### READING PASSAGE
________________________________________

# Jamis x.24



## pearsth (Mar 31, 2009)

Hey all - 

I have a small variation on the same old question. I have been trying to find a Scott Scale JR 24 for my son - they are all sold out at every bike shop near me.

I want to get my son started this summer on MTB (his bmx bike is just too small now) and I don't want to lose the whole season trying to hunt down the Scott.

I found a Jamis x.24 on Ebay for 299 and I am thinking about buying it. I know it is 3 lbs or so heavier than the Scott, but the Scott is also over $100 more. I am thinking with $100 to spare, I can easily make this 3 lbs lighter (seat and kickstand may do the trick by themselves).

Any thoughts on the Jamis? I haven't seen many reviews on this forum.

Oh yeah, my other bike idea was the Specialized Hotrock A1 FS, but my son, for whatever reason, hates red bikes. He (and I) don't really like the curvey frame look of the other ones.

________________________________________

### STORED DATA

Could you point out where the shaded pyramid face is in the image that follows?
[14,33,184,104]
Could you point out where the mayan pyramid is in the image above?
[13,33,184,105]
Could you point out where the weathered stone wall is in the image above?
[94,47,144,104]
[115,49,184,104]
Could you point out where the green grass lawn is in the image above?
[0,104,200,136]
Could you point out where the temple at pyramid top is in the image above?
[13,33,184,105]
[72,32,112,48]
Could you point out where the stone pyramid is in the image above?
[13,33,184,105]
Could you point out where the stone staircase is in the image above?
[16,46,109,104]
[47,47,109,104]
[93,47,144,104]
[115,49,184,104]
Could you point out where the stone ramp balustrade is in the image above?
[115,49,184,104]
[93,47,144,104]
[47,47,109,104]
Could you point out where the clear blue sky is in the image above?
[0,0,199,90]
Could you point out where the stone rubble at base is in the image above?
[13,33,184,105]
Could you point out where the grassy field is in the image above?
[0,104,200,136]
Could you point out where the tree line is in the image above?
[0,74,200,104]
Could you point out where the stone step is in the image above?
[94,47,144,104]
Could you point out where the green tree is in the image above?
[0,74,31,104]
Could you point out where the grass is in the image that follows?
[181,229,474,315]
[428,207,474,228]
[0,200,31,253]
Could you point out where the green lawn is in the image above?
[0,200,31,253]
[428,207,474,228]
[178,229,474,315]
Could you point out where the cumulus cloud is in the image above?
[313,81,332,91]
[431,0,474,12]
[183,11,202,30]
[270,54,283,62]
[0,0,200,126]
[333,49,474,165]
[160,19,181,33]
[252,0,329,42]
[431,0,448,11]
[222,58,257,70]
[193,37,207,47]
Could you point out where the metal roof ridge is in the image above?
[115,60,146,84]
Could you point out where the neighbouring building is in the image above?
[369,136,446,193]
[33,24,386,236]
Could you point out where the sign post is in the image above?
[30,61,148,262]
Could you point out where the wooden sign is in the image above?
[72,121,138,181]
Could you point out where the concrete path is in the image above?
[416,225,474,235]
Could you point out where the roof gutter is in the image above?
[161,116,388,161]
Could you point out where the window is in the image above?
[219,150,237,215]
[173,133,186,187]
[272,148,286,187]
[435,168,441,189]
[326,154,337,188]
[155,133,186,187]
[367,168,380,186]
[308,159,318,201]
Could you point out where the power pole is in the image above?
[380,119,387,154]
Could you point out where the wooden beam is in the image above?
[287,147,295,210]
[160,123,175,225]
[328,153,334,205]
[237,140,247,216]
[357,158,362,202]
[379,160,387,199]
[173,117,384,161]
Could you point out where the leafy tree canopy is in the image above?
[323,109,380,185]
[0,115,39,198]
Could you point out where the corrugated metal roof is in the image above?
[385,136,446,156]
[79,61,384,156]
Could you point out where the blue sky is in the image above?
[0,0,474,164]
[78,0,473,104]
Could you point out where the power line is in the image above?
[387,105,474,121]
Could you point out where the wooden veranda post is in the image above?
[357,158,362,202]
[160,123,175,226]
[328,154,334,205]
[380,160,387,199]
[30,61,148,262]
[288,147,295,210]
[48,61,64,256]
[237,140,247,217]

________________________________________

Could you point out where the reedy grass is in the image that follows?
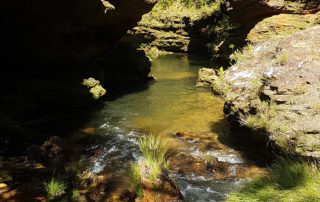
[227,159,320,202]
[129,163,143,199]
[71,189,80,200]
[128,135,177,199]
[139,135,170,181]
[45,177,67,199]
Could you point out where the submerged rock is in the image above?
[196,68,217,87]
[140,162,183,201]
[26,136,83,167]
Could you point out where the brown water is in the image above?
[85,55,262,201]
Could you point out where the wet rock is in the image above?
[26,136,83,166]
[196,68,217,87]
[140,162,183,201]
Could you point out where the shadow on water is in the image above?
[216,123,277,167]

________________________________________

### EXERCISE REQUIREMENTS
A. Decide whether each statement below agrees with the Jamis x.24 forum thread, answering yes or no and quoting the words of the thread that settle it: (i) The Jamis x.24 found on eBay is priced at 299. (ii) The Scott Scale JR 24 costs less than the Jamis x.24. (iii) The son dislikes red bikes.
B. Supply what follows the final sentence of the Jamis x.24 forum thread.

### RESPONSES BY TASK
A.
(i) Yes: "I found a Jamis x.24 on Ebay for 299"
(ii) No: "the Scott is also over $100 more"
(iii) Yes: "my son, for whatever reason, hates red bikes"

B.
I realize looks don't matter, but I want it really to be the "full package" for his first mountain bike - looks that he likes and appropriate level of performance to keep him on the trails.

Thanks,

Tom


----------



## Aresab (Mar 27, 2007)

Jamis bikes in general are a good value, I've had several over the years and am still riding a Dakar XLT 2.0. The X.24 is decent, I'm sure hill have a ball on it. I personally prefer trigger shifters as does my son, but your milage may vary. He most likely won't be on a 24" for too many years, so I'd go for it...
I built my son a 26er with 24" in tires and shortened cranks. It was a good bit more money, but I have many growth options.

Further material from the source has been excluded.